**TEXTE FOURNI**
────────
Les heures souterraines, ce sont ces heures dont Mathilde a honte. Ces heures qu’elle cache à son entourage, sa famille, ses amis. Ces heures qui la minent, pourtant. Ce sont les heures qu’elle passe à ne rien faire au bureau, reléguée en fond de couloir près des toilettes, dans un local sans fenêtre ni ordinateur, parce qu’un jour elle a osé émettre un avis légèrement différent de celui de son patron en réunion. Il ne l’a pas supporté et insidieusement, les choses se sont dégradées sans que Mathilde ne puisse rien faire pour inverser cette spirale. Brimades, perversions, mises en scènes, mensonges et calomnies, c’est bien de harcèlement moral dont il s’agit ici, mais dont le nom ne sera jamais écrit noir sur blanc par l’auteur.
Alors Mathilde, au bout du rouleau, hante le métro et ses couloirs, ainsi que le RER qu’elle prend pour son long trajet vers son bureau. Elle vit comme un automate, n’arrive plus à penser, réfléchir. Elle ne dort plus, ne mange plus, ne parle plus non plus. Elle ne sait pas à qui s’adresser, elle a l’impression d’être seule contre tous, alors elle se terre en elle-même, dont elle devient l’ombre.
En parallèle, nous faisons la connaissance de Thibault, un médecin urgentiste parisien, qui passe ses nuits à sillonner la ville pour aller de détresse en détresse. A trop s’occuper des autres, Thibault se retrouve seul, et cette solitude lui pèse douloureusement.
────────
**DONNÉES**
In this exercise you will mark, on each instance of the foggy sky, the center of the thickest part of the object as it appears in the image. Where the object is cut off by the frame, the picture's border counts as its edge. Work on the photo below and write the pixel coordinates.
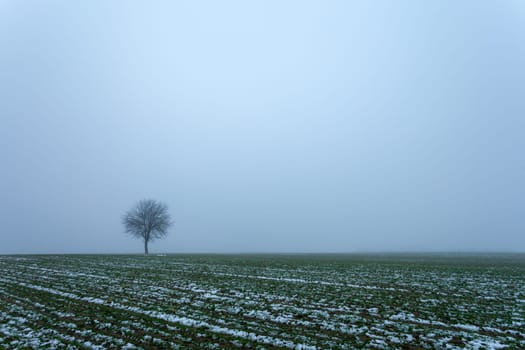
(266, 126)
────────
**OBJECTIFS**
**A.** Répondez à ces questions sur le texte consacré aux Heures souterraines :
(i) Où Mathilde a-t-elle été reléguée au bureau ?
(ii) Quels transports Mathilde emprunte-t-elle pour se rendre à son bureau ?
(iii) Quel métier exerce Thibault ?
**B.** Reprenez le texte consacré aux Heures souterraines à partir de sa dernière phrase, s'il vous plaît.

**RÉPONSES ATTENDUES**
**A.**
(i) En fond de couloir près des toilettes, dans un local sans fenêtre ni ordinateur.
(ii) Le métro et le RER.
(iii) Il est médecin urgentiste à Paris.

**B.**
On se demande s’il vont se rencontrer, si ces deux êtres écorchés, malheureux vont pouvoir se rejoindre et tenter, à deux, de remonter la pente, renouer avec le monde, trouver en l’autre du courage pour supporter leur situation, et même tenter de la modifier. « Mais les gens désespérés ne se rencontrent pas. Ou peut-être au cinéma. Dans la vraie vie, ils se croisent, s’effleurent, se percutent. Et souvent se repoussent, comme les pôles identiques de deux aimants. »
La ville, « cette superposition de mouvements. Ce territoire infini d’intersections, où l’on ne se rencontre pas » bruisse autour d’eux, présente comme un troisième personnage de ce roman, qui la rend vraiment vivante. Alors que ces deux êtres stagnent dans leur vie, sont à un point mort, n’arrivent plus à avancer, Paris est en mouvement perpétuel, fourmille, étend ses tentacules et sa violence.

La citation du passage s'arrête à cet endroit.